MATERIAL FOR THE TASK:
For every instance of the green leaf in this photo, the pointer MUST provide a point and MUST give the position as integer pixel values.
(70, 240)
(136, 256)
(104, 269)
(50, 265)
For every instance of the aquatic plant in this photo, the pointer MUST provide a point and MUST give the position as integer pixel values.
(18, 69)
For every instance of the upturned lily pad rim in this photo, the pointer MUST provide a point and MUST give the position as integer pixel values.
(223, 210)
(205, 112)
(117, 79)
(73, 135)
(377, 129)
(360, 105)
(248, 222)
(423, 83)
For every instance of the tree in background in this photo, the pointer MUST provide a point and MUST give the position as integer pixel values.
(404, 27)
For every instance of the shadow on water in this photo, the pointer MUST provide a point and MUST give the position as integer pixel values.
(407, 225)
--
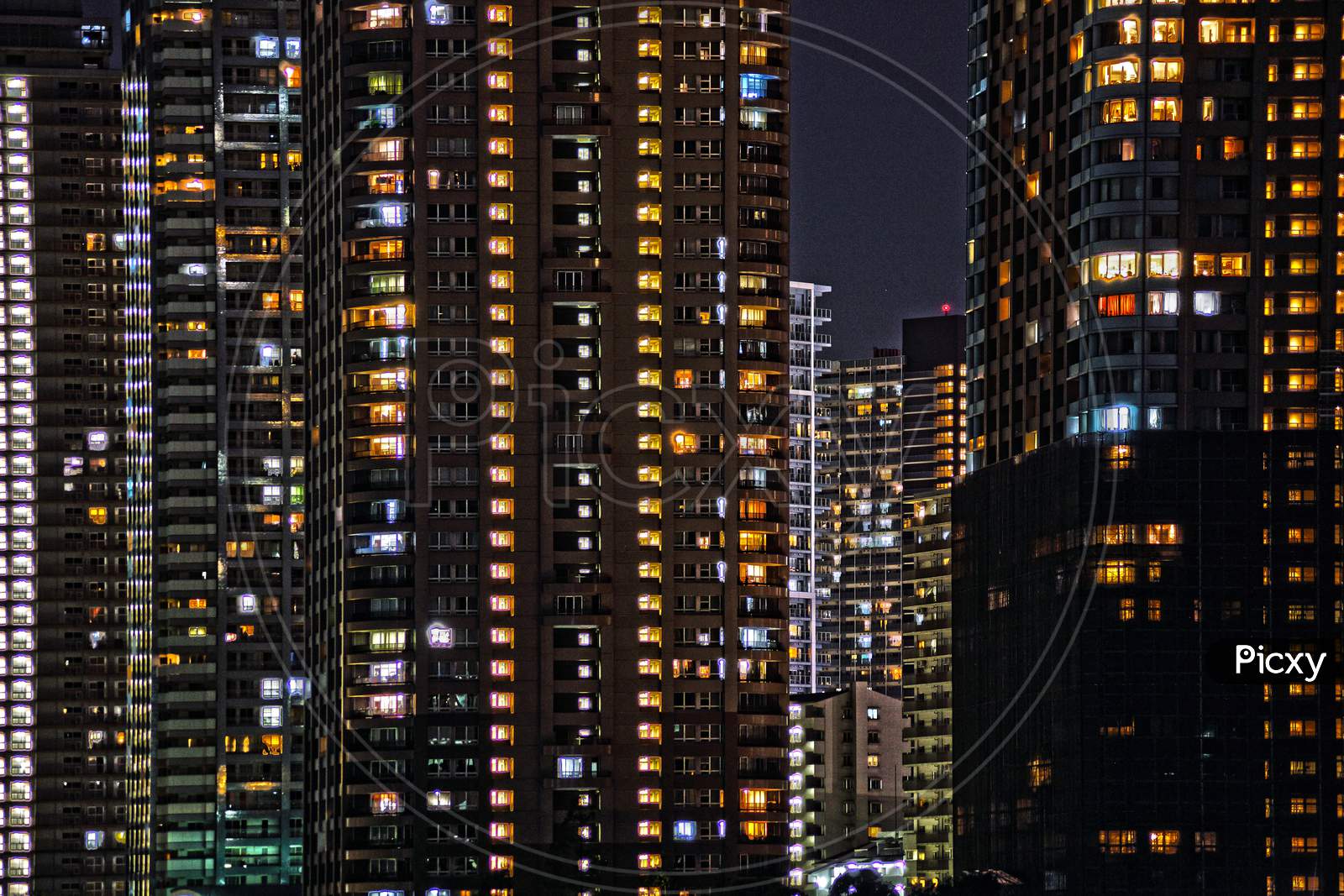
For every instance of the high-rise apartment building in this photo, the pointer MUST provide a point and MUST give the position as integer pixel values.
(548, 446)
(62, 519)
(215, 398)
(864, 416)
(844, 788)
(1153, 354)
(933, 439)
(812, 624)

PROBLEM TO WORK ON: Give only the number of rows that contain the string "rise". Uppercase and lowercase letters count as different.

TASK SOLUTION: 1